Excerpt from a dataset:

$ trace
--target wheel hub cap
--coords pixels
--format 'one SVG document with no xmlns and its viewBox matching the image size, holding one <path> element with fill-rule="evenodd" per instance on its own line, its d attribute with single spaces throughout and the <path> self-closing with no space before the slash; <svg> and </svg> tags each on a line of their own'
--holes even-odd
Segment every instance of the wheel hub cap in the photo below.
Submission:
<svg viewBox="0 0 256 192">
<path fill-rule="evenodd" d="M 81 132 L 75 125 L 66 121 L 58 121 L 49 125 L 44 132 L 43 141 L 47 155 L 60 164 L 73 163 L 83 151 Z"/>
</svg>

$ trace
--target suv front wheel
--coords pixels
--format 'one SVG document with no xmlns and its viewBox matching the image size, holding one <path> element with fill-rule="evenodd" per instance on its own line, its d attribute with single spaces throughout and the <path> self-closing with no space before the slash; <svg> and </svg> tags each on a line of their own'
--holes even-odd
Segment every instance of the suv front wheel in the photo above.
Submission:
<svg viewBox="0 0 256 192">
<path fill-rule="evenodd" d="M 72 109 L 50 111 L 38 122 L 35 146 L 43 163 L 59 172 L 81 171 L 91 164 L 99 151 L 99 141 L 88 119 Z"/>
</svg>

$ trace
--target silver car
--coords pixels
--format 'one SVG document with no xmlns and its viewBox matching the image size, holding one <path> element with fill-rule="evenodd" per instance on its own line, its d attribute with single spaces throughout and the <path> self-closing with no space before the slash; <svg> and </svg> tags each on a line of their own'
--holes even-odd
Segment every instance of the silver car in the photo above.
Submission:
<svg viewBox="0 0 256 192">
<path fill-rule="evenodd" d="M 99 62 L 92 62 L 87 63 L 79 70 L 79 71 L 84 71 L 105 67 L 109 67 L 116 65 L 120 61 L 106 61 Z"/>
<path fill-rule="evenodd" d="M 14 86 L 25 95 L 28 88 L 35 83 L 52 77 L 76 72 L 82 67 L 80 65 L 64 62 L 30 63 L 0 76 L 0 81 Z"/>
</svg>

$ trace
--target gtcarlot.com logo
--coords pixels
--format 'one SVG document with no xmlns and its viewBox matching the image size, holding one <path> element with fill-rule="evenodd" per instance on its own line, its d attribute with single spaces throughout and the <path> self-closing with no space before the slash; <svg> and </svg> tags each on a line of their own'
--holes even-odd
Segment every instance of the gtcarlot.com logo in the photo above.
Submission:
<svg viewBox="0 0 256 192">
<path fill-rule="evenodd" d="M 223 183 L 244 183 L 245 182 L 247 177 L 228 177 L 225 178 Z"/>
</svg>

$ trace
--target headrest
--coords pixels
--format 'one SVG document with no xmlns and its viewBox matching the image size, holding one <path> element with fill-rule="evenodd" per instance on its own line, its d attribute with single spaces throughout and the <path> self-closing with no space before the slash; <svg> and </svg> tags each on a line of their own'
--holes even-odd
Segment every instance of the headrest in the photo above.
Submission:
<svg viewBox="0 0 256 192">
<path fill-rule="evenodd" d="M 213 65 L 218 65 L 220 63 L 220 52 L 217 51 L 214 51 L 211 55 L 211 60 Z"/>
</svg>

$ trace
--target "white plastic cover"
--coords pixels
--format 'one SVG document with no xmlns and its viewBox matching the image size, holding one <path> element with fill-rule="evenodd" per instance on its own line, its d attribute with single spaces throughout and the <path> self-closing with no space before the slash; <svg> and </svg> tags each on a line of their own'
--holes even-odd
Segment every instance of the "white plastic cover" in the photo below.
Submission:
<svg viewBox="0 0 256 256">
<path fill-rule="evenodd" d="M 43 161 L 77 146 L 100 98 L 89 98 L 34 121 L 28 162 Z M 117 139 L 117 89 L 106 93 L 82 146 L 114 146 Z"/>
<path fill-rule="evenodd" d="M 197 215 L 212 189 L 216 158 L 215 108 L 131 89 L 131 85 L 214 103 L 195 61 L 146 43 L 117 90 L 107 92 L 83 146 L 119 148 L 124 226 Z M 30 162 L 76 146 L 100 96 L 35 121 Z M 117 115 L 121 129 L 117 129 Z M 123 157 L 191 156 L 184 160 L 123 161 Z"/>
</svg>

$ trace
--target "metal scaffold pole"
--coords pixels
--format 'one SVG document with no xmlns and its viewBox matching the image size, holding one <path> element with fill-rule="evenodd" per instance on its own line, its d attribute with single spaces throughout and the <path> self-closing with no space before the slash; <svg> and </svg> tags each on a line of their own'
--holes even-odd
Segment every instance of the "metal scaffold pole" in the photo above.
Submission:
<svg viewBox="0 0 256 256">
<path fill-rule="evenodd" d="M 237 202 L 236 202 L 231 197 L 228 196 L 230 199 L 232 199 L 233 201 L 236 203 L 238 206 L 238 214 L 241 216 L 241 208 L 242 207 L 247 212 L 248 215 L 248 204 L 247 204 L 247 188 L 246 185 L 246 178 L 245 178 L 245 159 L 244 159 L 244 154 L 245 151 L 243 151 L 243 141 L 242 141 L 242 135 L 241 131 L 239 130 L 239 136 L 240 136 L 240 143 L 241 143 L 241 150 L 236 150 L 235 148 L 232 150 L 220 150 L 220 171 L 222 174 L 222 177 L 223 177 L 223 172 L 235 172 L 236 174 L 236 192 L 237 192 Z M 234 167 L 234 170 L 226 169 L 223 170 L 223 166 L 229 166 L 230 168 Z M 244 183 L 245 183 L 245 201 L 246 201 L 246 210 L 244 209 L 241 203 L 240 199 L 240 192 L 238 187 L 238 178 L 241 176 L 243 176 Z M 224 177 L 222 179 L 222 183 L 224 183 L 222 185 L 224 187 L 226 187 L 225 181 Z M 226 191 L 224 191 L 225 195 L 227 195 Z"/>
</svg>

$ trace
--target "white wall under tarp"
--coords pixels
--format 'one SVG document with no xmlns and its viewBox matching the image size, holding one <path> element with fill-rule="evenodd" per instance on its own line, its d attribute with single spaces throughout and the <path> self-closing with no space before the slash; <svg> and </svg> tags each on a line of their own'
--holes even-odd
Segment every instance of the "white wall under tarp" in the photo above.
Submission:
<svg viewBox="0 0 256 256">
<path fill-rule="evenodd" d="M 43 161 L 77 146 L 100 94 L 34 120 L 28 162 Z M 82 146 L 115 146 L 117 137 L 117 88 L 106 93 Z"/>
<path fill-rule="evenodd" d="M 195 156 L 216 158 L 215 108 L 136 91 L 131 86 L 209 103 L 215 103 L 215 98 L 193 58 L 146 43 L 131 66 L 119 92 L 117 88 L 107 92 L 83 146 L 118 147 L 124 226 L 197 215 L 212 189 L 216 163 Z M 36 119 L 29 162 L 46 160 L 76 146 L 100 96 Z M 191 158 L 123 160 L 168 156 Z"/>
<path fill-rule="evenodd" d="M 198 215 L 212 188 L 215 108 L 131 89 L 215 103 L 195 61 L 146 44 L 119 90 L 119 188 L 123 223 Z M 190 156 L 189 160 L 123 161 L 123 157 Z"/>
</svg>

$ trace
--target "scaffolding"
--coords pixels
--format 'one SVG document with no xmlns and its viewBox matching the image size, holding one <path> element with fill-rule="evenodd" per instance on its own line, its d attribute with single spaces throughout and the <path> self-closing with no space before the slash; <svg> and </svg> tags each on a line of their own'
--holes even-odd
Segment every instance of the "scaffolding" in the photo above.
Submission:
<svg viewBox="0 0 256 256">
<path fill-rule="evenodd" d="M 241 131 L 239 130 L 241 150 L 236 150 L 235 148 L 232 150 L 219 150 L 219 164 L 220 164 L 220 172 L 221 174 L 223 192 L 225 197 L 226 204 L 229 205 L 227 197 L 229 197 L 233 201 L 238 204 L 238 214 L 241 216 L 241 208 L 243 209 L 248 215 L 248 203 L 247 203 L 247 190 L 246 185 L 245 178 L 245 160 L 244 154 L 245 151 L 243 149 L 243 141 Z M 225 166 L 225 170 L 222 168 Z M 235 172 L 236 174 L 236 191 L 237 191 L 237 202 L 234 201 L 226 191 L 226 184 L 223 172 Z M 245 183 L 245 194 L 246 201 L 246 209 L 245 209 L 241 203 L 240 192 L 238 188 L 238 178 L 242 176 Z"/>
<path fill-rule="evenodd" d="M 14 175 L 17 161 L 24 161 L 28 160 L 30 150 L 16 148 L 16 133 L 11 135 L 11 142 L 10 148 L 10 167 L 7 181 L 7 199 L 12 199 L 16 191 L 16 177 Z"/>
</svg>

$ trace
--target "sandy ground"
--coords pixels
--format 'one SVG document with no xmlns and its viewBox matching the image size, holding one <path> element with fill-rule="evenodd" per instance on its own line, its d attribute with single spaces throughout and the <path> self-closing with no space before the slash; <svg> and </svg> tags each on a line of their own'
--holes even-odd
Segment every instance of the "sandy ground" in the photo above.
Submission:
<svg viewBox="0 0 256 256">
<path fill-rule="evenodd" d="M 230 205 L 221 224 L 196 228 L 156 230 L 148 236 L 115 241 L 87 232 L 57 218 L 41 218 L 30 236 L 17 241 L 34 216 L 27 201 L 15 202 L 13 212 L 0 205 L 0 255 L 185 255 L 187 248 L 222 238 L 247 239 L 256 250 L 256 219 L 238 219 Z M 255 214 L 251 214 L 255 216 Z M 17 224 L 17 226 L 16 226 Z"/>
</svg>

...

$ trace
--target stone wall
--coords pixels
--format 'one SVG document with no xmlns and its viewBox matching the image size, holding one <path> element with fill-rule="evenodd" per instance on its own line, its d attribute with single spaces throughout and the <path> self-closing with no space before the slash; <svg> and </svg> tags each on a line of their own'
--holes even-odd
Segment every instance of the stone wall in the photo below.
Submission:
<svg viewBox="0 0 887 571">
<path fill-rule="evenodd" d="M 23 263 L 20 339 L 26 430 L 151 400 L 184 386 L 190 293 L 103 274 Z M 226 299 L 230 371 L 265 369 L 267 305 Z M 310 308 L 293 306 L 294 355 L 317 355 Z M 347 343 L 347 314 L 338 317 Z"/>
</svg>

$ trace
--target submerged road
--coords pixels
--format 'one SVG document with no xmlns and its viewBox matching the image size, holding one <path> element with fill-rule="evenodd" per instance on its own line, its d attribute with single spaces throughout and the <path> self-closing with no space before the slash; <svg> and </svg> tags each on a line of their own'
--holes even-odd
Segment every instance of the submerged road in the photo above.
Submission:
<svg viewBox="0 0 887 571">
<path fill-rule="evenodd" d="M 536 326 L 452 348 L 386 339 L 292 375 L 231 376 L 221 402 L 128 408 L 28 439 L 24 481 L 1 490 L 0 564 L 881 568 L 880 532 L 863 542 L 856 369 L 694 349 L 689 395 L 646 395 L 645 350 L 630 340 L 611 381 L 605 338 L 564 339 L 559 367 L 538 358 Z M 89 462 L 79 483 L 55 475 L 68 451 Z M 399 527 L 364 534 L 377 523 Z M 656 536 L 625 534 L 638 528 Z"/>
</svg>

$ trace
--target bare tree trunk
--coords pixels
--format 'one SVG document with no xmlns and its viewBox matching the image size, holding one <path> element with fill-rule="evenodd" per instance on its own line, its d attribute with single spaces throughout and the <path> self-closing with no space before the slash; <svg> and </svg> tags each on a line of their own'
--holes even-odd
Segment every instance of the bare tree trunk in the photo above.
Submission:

* * *

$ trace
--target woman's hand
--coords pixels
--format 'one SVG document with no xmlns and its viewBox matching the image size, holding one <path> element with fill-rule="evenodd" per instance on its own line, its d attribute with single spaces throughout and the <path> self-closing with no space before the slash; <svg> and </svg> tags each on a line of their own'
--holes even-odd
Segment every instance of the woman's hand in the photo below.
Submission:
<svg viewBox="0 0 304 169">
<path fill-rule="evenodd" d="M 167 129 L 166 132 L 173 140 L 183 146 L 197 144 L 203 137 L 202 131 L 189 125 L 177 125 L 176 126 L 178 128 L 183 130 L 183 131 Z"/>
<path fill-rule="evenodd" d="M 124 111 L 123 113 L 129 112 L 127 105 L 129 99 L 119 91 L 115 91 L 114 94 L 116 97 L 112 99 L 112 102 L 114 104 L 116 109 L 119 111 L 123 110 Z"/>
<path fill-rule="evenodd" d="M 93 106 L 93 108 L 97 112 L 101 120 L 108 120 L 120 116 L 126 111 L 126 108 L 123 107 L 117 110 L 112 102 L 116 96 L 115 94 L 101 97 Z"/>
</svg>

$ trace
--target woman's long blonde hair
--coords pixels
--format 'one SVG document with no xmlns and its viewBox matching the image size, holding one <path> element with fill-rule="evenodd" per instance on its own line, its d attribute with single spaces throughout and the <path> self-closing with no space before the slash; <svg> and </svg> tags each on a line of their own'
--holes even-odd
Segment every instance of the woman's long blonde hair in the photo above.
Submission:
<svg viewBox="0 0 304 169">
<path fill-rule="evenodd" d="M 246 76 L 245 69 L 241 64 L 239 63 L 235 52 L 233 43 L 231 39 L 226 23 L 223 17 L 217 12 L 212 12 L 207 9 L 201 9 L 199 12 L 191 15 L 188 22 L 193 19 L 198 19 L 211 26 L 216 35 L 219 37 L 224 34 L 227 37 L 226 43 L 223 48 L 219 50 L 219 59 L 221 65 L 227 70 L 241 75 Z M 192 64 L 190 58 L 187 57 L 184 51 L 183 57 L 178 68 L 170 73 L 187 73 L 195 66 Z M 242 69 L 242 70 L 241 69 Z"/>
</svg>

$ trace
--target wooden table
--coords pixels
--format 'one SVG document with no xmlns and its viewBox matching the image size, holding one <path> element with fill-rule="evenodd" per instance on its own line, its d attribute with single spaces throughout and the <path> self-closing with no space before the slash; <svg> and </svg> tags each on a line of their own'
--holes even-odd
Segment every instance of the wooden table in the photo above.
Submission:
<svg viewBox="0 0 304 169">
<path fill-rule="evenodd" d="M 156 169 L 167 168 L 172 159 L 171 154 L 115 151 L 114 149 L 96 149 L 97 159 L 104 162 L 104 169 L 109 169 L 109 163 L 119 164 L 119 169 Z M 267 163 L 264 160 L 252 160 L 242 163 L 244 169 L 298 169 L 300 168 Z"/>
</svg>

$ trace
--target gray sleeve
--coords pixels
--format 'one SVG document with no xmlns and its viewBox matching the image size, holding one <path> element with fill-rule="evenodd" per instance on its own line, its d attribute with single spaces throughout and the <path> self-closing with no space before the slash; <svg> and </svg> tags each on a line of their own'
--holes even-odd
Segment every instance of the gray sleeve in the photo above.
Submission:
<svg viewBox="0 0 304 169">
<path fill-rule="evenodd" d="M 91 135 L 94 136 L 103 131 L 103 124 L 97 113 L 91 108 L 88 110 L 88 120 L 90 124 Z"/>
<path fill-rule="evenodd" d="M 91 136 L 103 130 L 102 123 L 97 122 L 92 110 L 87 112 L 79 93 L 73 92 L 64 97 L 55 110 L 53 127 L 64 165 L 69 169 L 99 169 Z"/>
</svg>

▶ The problem
Please list every line in the records above that contains the string "white", and note that case counts.

▶ Solution to the problem
--target "white plastic cover"
Segment every instance of the "white plastic cover" in the photo below.
--target "white wall under tarp"
Segment every instance of the "white wall under tarp" in the photo above.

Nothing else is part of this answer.